= Do this =
Can you give back only the stretch from the line containing "Find the smiling" through the line containing "Outlines of the smiling", replacing "black cap" with "red hat" and leaving everything else unchanged?

-- -- --

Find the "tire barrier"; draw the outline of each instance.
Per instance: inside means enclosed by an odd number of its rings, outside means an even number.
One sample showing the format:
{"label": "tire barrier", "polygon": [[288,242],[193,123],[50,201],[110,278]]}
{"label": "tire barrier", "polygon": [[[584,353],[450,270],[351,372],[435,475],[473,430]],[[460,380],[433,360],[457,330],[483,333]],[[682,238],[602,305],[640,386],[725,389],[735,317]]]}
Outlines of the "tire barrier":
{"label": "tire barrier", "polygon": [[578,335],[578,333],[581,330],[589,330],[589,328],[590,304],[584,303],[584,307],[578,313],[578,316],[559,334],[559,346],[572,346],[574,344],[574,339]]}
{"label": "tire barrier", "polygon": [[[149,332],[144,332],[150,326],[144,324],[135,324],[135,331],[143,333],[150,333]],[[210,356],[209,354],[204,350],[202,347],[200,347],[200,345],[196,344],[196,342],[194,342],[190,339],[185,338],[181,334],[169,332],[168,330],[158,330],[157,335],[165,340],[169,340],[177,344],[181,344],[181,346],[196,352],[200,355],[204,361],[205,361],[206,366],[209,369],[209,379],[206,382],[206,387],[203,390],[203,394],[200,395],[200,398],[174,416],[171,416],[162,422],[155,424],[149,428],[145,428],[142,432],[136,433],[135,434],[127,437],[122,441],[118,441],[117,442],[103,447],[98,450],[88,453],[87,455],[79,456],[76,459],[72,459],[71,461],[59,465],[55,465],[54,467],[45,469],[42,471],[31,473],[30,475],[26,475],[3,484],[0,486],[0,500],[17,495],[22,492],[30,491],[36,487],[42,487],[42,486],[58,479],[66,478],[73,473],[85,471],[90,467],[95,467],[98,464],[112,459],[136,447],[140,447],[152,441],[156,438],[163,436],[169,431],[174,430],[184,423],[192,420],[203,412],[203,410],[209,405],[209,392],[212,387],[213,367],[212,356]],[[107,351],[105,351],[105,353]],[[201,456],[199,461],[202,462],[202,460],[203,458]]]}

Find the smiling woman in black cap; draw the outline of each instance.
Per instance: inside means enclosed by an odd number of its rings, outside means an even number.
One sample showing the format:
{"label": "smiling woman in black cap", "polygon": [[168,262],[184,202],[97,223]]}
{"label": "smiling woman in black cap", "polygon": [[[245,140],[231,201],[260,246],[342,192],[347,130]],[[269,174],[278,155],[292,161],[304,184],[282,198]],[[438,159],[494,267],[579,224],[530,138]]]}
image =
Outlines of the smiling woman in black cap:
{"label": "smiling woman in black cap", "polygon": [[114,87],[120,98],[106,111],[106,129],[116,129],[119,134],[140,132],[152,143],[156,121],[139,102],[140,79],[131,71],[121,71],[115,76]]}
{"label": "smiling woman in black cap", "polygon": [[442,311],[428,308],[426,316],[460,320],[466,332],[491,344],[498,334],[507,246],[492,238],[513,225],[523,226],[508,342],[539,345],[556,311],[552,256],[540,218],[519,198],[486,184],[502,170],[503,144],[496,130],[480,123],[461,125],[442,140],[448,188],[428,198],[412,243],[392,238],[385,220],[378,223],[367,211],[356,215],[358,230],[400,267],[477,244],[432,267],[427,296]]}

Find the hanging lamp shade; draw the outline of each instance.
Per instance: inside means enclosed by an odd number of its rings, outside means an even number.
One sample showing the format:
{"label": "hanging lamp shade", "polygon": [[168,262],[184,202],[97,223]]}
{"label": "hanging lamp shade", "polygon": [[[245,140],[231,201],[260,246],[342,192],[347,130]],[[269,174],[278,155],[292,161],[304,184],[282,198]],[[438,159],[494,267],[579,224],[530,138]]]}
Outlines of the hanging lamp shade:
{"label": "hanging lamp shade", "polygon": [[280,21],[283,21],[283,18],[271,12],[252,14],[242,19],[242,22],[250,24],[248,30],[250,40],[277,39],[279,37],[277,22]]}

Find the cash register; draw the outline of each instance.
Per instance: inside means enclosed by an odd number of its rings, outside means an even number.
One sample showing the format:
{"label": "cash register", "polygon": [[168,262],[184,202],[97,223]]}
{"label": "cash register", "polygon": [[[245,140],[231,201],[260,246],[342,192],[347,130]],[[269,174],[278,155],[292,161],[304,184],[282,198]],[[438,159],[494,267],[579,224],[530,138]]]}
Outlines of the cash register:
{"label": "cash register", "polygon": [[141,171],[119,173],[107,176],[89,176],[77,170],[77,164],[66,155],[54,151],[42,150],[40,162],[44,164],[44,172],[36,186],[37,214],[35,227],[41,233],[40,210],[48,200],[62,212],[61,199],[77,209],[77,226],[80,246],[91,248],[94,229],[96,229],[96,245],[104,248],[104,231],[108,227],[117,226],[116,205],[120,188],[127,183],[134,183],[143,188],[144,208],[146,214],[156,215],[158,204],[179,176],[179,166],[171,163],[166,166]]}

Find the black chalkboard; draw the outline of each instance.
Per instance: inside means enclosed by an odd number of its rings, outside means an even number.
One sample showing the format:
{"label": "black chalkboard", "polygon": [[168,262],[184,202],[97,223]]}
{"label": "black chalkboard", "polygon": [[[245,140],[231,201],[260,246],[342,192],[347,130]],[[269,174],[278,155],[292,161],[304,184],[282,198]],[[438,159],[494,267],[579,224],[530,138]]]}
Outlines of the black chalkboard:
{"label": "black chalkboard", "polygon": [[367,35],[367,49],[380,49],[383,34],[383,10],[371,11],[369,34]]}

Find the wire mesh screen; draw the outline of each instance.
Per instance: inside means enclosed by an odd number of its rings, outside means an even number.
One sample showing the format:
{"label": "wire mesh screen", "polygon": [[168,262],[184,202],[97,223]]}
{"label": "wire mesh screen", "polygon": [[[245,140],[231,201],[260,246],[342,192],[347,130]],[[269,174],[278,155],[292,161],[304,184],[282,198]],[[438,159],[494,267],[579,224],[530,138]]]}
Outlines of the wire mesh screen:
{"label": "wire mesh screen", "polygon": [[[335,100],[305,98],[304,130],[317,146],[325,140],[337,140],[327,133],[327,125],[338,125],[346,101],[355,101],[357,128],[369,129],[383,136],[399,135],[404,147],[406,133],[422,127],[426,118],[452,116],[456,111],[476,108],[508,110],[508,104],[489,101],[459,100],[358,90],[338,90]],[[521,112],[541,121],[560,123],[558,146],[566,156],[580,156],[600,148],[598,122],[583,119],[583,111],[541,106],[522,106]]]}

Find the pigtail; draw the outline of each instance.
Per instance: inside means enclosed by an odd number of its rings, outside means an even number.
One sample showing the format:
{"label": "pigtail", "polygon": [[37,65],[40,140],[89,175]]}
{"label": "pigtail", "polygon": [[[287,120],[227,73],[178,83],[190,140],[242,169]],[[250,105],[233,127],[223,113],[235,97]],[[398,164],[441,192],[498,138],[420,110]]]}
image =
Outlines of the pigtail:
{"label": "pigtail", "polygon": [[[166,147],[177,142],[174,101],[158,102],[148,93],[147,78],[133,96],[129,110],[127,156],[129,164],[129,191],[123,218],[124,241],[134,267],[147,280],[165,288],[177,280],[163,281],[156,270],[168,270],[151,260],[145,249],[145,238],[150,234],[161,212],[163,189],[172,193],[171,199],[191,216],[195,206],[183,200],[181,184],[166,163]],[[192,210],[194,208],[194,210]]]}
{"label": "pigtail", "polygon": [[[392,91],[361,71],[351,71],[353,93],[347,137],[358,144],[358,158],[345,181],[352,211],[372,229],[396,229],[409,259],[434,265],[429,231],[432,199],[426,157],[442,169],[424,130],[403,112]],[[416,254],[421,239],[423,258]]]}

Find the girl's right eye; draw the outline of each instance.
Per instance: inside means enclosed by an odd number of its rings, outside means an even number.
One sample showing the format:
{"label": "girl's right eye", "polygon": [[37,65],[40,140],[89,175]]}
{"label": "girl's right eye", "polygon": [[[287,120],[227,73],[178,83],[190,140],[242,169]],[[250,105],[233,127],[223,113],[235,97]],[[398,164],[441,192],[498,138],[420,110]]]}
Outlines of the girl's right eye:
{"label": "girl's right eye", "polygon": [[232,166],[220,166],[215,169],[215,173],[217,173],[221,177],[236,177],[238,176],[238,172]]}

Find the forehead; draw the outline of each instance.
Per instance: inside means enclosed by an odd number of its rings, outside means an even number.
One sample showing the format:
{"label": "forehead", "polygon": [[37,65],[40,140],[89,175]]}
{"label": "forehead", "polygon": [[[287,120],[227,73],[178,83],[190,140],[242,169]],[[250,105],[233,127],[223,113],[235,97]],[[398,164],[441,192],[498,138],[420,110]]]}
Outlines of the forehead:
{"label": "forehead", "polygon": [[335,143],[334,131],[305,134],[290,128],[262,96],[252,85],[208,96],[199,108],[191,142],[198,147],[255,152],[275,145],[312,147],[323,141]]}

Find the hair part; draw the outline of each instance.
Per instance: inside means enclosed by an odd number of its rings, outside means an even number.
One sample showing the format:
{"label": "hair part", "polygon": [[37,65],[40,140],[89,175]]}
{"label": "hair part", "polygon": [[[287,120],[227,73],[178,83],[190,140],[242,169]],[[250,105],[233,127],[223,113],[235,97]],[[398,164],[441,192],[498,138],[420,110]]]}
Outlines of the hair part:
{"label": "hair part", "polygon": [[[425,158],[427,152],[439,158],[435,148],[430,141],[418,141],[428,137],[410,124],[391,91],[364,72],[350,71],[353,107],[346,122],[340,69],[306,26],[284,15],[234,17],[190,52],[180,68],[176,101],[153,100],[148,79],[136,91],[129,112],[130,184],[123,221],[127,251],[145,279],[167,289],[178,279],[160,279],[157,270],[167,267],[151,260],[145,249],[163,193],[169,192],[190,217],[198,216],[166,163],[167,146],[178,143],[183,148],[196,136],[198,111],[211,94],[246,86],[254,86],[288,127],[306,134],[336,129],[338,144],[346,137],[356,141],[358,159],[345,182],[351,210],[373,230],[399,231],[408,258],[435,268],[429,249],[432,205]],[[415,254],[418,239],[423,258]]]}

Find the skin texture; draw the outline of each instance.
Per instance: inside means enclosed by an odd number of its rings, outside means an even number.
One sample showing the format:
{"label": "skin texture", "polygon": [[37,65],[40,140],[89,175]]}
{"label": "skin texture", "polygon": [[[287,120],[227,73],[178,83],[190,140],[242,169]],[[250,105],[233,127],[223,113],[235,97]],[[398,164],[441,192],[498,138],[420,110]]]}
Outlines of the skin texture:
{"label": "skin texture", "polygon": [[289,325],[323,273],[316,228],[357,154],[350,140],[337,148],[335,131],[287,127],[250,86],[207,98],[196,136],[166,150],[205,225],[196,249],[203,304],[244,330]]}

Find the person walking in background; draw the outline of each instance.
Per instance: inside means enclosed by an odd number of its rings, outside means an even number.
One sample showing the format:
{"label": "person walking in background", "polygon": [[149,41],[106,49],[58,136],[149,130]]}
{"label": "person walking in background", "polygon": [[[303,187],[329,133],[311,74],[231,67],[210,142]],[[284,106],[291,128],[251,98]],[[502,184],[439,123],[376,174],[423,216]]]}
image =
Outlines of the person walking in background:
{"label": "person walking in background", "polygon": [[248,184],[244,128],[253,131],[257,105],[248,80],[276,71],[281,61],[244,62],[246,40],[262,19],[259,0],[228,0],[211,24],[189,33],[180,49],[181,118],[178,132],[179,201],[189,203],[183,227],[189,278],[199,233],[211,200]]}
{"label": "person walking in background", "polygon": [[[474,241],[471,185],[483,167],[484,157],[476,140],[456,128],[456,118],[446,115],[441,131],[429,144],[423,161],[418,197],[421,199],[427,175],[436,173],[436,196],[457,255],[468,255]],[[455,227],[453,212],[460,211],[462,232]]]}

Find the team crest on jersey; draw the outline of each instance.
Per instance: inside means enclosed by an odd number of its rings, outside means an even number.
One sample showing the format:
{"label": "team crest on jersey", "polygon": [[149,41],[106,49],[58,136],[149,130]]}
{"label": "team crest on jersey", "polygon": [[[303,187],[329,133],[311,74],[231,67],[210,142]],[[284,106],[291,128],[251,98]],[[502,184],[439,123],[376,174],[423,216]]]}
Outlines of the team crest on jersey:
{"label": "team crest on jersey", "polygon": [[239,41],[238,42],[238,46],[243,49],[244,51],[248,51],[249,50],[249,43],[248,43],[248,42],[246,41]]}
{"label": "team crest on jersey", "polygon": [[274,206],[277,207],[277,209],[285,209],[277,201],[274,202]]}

-- -- --

= Result =
Find the smiling woman in red hat; draw the outline of each instance.
Per instance: inside means enclosed by an odd number of its rings, outside means an even number.
One sample showing the format:
{"label": "smiling woman in red hat", "polygon": [[168,262],[184,202],[97,223]]}
{"label": "smiling woman in red hat", "polygon": [[[245,140],[231,201],[260,246],[342,192],[347,130]],[[269,174],[278,155],[292,161],[304,184],[282,198]],[[438,159],[494,267],[579,224],[530,138]]]}
image =
Outlines of the smiling woman in red hat:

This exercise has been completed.